• **WORK ITEM A**: Repeat the part of the scaling write-up starting with "So now we had" and going on through "run in production.".
• **WORK ITEM B**: In the scaling write-up, what web server replaced Apache with Passenger when the team moved to ECS?

*** EXERCISE TEXT ***

The last thing that we adjusted was the minimum number of instances: We increased it from 8 to 10, as auto scaling was behaving unstable.
This yielded good results:
- p95 got a little bit better than before employing new ALB algorithm
- even less instances running to support the traffic
- better CPU utilization, still it meant that we were scaling on latency spikes instead of CPU utilization
The last point was a perfect indication that we should move on to web server configuration.
Phase 2: Web server
When we switched to ECS we also switched from Apache with Passenger to Puma. We weren’t running with multiple threads, due to the age of the application we weren’t sure if it was thread safe.
So now we had 3 options:
- Increase number of processes in Puma cluster
- Switch from processes to threads with Puma
- Use a combination of both
We decided to give it a try for threaded mode in Puma first, for 2 reasons:
- We were using an instance with a single CPU, so it didn’t make much sense to increase processes count
- We wanted to test app for thread safety anyway 😊
To make sure accounts application is thread safe we:
- Went over used rack middlewares, to see if there’s nothing suspicious
- Switched from using redis connection directly to using connection pool instead
- Configured Puma to run only in threaded mode, using default 16 threads for maximum instead of 6 processes
With integration tests doing good in staging environment, and application not showing any unexpected errors for few days, decision was made to do a test run in production.

*** EXTRACTED ENTRIES ***

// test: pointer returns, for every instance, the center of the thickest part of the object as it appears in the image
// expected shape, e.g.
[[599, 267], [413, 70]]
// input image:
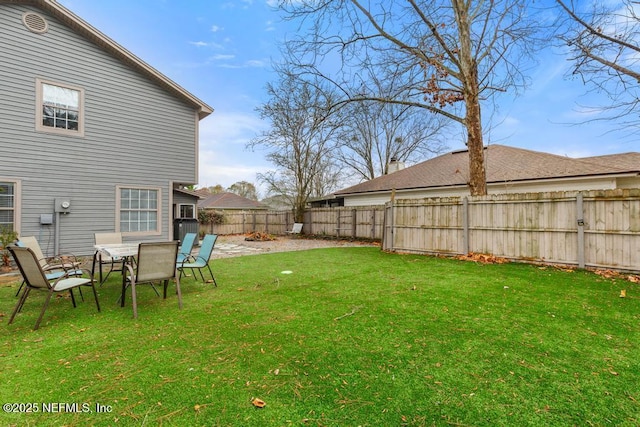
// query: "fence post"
[[373, 224], [354, 219], [580, 221], [465, 225]]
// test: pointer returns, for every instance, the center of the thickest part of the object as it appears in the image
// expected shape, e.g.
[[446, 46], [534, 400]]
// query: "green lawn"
[[352, 337]]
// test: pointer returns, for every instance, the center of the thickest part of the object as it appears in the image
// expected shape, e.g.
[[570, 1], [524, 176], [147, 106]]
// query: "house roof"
[[229, 201], [76, 23], [503, 164], [193, 193]]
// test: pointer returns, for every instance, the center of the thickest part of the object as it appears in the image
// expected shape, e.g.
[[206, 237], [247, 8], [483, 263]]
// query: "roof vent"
[[34, 22]]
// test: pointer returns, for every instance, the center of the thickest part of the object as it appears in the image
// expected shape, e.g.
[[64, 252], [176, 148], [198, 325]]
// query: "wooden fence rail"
[[586, 229]]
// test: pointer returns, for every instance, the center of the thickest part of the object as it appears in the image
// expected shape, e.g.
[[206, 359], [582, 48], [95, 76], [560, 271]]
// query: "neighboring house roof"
[[229, 201], [89, 32], [502, 164], [193, 193]]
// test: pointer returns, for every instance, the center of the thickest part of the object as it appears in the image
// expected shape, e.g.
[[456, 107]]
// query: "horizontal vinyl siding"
[[136, 134]]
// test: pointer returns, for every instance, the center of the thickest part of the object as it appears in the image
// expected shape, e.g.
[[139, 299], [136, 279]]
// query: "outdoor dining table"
[[124, 251]]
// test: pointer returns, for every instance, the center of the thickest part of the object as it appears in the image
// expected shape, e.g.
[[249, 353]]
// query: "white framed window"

***

• **EXERCISE OUTPUT A**:
So now we had 3 options:
- Increase number of processes in Puma cluster
- Switch from processes to threads with Puma
- Use a combination of both
We decided to give it a try for threaded mode in Puma first, for 2 reasons:
- We were using an instance with a single CPU, so it didn’t make much sense to increase processes count
- We wanted to test app for thread safety anyway 😊
To make sure accounts application is thread safe we:
- Went over used rack middlewares, to see if there’s nothing suspicious
- Switched from using redis connection directly to using connection pool instead
- Configured Puma to run only in threaded mode, using default 16 threads for maximum instead of 6 processes
With integration tests doing good in staging environment, and application not showing any unexpected errors for few days, decision was made to do a test run in production.

• **EXERCISE OUTPUT B**: Puma